Before doing anything else, copy the entries below exactly.

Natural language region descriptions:
+++++

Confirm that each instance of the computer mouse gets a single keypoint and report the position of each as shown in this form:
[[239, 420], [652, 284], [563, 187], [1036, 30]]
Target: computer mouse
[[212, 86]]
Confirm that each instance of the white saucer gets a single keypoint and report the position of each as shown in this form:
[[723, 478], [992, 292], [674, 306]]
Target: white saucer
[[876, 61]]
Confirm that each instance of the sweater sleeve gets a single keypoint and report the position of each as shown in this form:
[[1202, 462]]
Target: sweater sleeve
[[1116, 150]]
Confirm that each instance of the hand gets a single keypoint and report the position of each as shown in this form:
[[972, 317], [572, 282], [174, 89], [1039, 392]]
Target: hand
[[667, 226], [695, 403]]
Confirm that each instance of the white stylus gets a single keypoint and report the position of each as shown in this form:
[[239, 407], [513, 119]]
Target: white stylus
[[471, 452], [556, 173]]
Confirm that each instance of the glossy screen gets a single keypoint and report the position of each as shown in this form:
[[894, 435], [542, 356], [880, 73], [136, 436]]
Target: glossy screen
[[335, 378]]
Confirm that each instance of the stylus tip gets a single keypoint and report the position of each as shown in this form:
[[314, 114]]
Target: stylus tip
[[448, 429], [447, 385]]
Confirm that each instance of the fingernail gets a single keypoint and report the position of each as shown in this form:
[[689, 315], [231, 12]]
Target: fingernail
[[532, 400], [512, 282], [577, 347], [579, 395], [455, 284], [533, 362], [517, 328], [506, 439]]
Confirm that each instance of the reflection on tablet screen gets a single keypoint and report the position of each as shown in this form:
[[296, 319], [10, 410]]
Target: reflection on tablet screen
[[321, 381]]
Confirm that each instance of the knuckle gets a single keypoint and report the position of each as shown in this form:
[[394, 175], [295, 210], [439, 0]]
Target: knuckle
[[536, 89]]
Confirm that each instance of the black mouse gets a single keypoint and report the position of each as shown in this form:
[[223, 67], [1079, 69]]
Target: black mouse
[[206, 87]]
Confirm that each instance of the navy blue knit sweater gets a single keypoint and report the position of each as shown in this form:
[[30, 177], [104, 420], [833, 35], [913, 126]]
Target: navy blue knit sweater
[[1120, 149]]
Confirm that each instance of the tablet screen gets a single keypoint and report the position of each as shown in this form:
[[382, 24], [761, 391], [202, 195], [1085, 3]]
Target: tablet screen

+++++

YOUR SOLUTION
Confirm that each instance of the computer mouse gets a single keypoint and report the position of each as shown in this form:
[[239, 420], [652, 284], [563, 187], [1036, 30]]
Target: computer mouse
[[212, 86]]
Confirm that each instance of the white saucer gets a single keypoint and report the position of each as shown in this form:
[[723, 478], [992, 292], [674, 306]]
Target: white saucer
[[876, 61]]
Confirm that each instance of the sweater sleeve gets a single keypoint and report the position of each as shown in this form:
[[1202, 462]]
Target: sweater sleeve
[[1116, 150]]
Confirm that each instance of the hand gets a single keypoint and report the position of each as shown in this form:
[[972, 317], [572, 282], [174, 89], [1039, 392]]
Target: hand
[[667, 226], [695, 403]]
Confirm that each instance of the white stylus gets a single keypoint and report the position of each as shown in this form:
[[239, 407], [513, 119]]
Target: white stylus
[[471, 452], [556, 173]]
Confirm that each instance of the glossy screen gets a single keypoint and report the position of each as shown in this form:
[[894, 435], [542, 356], [880, 73], [136, 436]]
Target: glossy screen
[[335, 378]]
Confirm that each instance of the stylus tip gets a single keypoint and report the position of each as shown in this form:
[[314, 114]]
Target: stylus tip
[[448, 429], [447, 385]]
Confirm that each instance of the fingernail gets a single keypoint and report the position of each as shown in this form:
[[689, 315], [231, 12]]
Target: fingernail
[[532, 400], [512, 282], [577, 347], [579, 395], [455, 284], [533, 362], [517, 328], [506, 439]]
Confirm that each instance of the reflection on tablet screen gets a single keypoint and report the position of each as shown in this form:
[[296, 319], [10, 410]]
Target: reflection on tablet screen
[[321, 381]]
Confirm that each instance of the knuckle gets a single keypoint and report the position of each as shown in this form:
[[394, 175], [295, 210], [439, 0]]
Target: knuckle
[[536, 89]]
Confirm that each instance of the black mouse gets a single keypoint and report the position of each as shown in this form:
[[223, 67], [1079, 69]]
Target: black mouse
[[206, 87]]
Confirm that each instance of the navy blue knit sweater gets a single keypoint and report the position of each as shown in this form:
[[30, 177], [104, 420], [833, 35], [913, 126]]
Target: navy blue knit sweater
[[1120, 149]]
Confirm that each instance of the tablet screen gets a single keypoint and report the position of each as shown in this form:
[[382, 24], [761, 391], [202, 195], [1085, 3]]
Target: tablet screen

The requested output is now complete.